>> Begin Given text

There was a time when owning a Gucci bag, a Burberry trench, or a pair of Louis Vuitton sneakers felt like a golden ticket to some invisible upper circle. Status was stitched into the lining. Prestige was part of the price. For decades, the world’s biggest fashion houses seemed untouchable, their allure impervious to economic downturns, shifting tastes, or cultural backlash.
But something has changed. And honestly, the numbers are jarring. The personal luxury goods market shed roughly 50 million customers between 2022 and 2024, dropping from 400 million to 350 million globally. This isn’t a blip – it’s a structural shift. The brands that once defined aspiration are now scrambling to figure out why the world has moved on. Let’s dive in.
1. Gucci – The Icon That Lost Its Voice

Gucci was, for a long time, the definition of maximalist luxury. Bold prints, gold hardware, that unmistakable GG monogram. It was the brand you wore when you wanted the whole room to know it. Then came a string of creative misfires that, combined with shifting market dynamics, sent it into a genuine freefall.

>> End Given text

▶ Problem description: Please copy the luxury fashion text from "Gucci was, for" to "a genuine freefall.", swapping "gold hardware" for "brass hardware".

>> Begin Supplied data

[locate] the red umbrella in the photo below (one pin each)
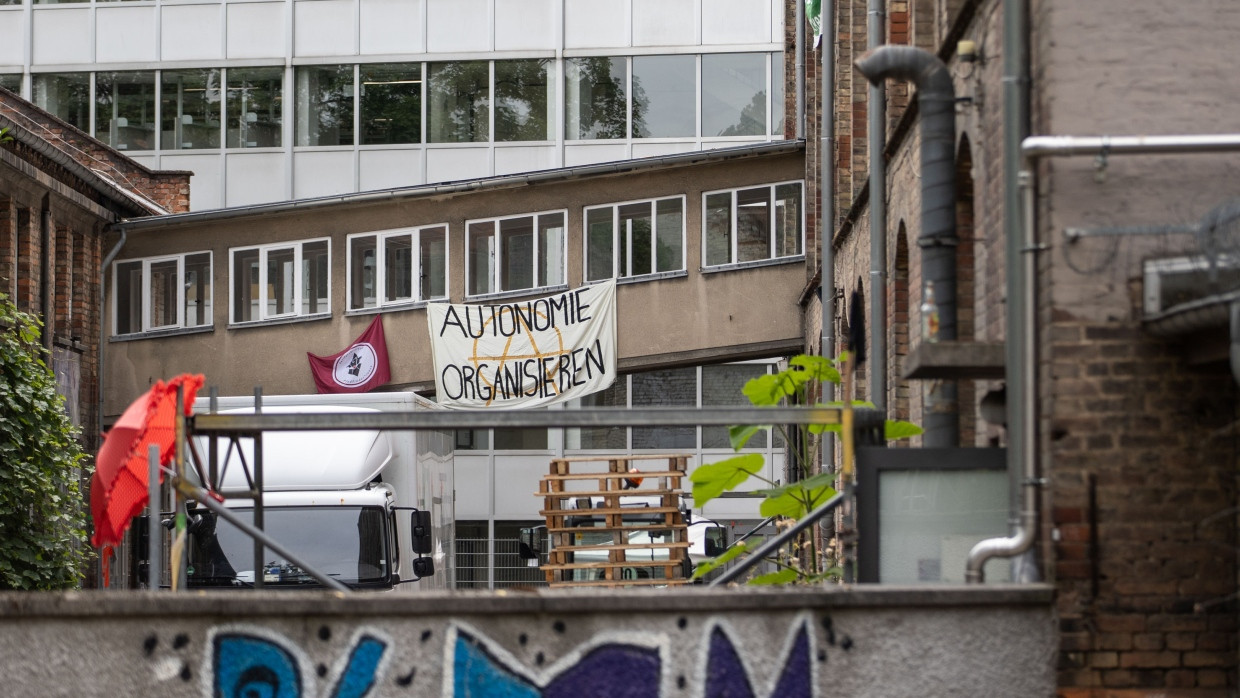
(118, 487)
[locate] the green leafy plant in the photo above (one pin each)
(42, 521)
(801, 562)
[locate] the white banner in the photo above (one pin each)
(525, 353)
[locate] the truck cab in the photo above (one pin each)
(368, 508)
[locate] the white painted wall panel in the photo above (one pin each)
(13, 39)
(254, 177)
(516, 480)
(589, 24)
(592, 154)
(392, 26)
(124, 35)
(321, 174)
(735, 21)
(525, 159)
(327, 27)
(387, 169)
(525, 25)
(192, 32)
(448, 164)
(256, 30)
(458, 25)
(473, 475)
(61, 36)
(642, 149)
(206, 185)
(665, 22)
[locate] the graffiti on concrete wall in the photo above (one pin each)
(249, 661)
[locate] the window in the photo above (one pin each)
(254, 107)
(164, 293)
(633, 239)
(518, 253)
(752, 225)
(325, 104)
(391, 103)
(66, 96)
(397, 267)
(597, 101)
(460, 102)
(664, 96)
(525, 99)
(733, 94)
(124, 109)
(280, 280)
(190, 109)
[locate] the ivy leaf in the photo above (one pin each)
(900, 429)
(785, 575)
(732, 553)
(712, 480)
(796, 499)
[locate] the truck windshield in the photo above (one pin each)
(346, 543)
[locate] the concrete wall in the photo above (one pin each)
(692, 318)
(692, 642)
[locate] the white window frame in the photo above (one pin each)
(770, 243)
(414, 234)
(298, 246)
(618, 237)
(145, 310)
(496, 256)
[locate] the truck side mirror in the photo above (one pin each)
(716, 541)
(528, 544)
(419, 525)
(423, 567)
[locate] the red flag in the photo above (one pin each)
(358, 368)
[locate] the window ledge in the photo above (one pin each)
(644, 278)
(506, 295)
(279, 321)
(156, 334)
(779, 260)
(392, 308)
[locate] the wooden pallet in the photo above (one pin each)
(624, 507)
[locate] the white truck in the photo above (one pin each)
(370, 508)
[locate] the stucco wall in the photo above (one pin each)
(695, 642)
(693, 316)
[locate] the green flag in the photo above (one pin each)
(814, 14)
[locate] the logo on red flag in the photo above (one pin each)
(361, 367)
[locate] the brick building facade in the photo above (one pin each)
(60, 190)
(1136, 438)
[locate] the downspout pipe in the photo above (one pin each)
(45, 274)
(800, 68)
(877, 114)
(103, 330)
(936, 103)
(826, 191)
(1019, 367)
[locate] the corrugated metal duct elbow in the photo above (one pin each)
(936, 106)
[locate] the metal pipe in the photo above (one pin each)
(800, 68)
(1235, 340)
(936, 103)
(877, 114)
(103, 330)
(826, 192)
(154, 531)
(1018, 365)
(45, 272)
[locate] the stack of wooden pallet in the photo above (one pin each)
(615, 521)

>> End Supplied data

▶ Written response:
Gucci was, for a long time, the definition of maximalist luxury. Bold prints, brass hardware, that unmistakable GG monogram. It was the brand you wore when you wanted the whole room to know it. Then came a string of creative misfires that, combined with shifting market dynamics, sent it into a genuine freefall.